What you are asked to do:
Copy each of the following rows character for character, with no changes.
───── Input for this task ─────
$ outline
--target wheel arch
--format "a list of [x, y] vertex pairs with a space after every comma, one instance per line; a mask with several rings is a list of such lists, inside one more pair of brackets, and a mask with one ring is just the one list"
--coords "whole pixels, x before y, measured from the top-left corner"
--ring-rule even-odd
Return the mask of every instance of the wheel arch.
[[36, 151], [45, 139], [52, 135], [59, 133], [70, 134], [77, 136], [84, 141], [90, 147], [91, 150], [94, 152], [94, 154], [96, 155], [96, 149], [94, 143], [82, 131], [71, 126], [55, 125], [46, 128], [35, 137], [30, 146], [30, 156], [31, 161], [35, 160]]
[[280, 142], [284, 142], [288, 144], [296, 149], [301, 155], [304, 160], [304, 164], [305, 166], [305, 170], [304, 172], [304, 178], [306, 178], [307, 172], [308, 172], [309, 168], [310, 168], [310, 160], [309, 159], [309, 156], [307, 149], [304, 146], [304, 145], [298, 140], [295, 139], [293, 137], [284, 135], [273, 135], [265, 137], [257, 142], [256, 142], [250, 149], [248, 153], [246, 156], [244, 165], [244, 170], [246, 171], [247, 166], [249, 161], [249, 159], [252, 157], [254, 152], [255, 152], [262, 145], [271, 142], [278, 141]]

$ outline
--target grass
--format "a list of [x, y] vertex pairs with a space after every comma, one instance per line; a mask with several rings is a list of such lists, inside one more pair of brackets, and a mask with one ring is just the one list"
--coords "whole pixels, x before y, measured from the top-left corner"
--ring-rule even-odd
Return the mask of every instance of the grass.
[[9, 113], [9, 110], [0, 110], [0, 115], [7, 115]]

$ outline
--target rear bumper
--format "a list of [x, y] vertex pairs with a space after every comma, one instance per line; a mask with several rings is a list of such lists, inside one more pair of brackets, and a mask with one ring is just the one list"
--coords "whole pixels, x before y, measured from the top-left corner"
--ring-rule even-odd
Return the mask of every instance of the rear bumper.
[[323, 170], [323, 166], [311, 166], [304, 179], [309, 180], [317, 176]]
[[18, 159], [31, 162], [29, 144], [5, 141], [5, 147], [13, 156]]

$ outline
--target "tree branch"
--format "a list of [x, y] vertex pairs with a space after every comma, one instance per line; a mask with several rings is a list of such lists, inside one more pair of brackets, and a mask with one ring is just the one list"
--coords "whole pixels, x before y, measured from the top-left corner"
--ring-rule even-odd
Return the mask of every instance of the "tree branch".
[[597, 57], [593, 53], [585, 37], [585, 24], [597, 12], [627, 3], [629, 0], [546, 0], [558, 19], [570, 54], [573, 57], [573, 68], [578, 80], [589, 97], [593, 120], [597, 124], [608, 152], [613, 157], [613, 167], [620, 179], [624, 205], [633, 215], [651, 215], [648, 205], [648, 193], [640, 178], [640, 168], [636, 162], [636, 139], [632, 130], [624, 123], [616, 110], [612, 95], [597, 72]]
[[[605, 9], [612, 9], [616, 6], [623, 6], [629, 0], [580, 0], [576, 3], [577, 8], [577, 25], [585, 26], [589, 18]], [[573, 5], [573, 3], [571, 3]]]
─────
Written answer:
$ outline
--target wheel arch
--format "a list of [x, y] vertex pairs with a space after every comma, one instance per line; a mask with several rings is a list of such lists, inside one more pair of brackets, and a mask with one ring is just the one list"
--coords "whole pixels, x before y, measured from the top-left corner"
--ring-rule even-odd
Return the mask of every instance of the wheel arch.
[[36, 151], [45, 139], [52, 135], [59, 133], [70, 134], [77, 136], [84, 141], [90, 147], [91, 150], [94, 152], [94, 154], [96, 155], [96, 149], [94, 143], [82, 131], [71, 126], [55, 125], [46, 128], [35, 137], [30, 146], [30, 156], [31, 161], [35, 160]]
[[280, 142], [284, 142], [288, 144], [296, 149], [301, 155], [304, 160], [304, 164], [305, 166], [305, 170], [304, 172], [304, 178], [306, 178], [307, 172], [308, 172], [309, 168], [310, 168], [310, 160], [309, 159], [309, 156], [307, 149], [304, 146], [304, 145], [298, 140], [295, 139], [293, 137], [284, 135], [273, 135], [265, 137], [257, 142], [256, 142], [250, 149], [248, 153], [246, 156], [244, 165], [244, 170], [246, 171], [247, 166], [249, 161], [249, 159], [252, 157], [254, 152], [255, 152], [262, 145], [271, 142], [278, 141]]

$ outline
--target grass
--format "a list of [x, y] vertex pairs with a space after every comma, one instance per line; a mask with several rings is a list of such lists, inside one more pair of brackets, and a mask with one ring is just the one list"
--coords "whole pixels, x before y, measured from the top-left corner"
--ring-rule even-odd
Return the mask of every instance of the grass.
[[9, 113], [9, 110], [0, 110], [0, 115], [7, 115]]

$ outline
--target rear bumper
--format "a list of [x, y] vertex pairs with a space after every comma, one instance per line; a mask with several rings is a list of such lists, inside one more pair of brackets, and a mask with one ring is just the one list"
--coords "whole pixels, x before y, measured from the top-left corner"
--ring-rule even-odd
Return the mask of every instance of the rear bumper.
[[323, 170], [323, 166], [311, 166], [304, 179], [309, 180], [317, 176]]
[[18, 159], [31, 162], [29, 144], [5, 141], [5, 147], [13, 156]]

$ outline
--target "tree branch"
--format "a list of [x, y] vertex pairs with a space after every comma, one instance per line; a mask with several rings is a list of such lists, inside one more pair of brackets, and a mask with one ring is just the one list"
--coords "whole pixels, x before y, measured from the top-left corner"
--ring-rule even-odd
Return the mask of every instance of the "tree branch".
[[597, 57], [593, 53], [585, 37], [585, 24], [597, 12], [627, 3], [629, 0], [546, 0], [558, 19], [570, 54], [573, 57], [573, 68], [578, 80], [589, 97], [593, 120], [597, 124], [608, 152], [613, 157], [613, 167], [620, 179], [624, 205], [633, 215], [651, 215], [648, 205], [648, 193], [640, 178], [640, 168], [636, 162], [636, 139], [632, 130], [624, 123], [616, 110], [612, 95], [597, 72]]
[[[605, 9], [612, 9], [616, 6], [623, 6], [629, 0], [580, 0], [576, 3], [577, 8], [577, 25], [585, 26], [589, 18]], [[573, 5], [573, 3], [571, 3]]]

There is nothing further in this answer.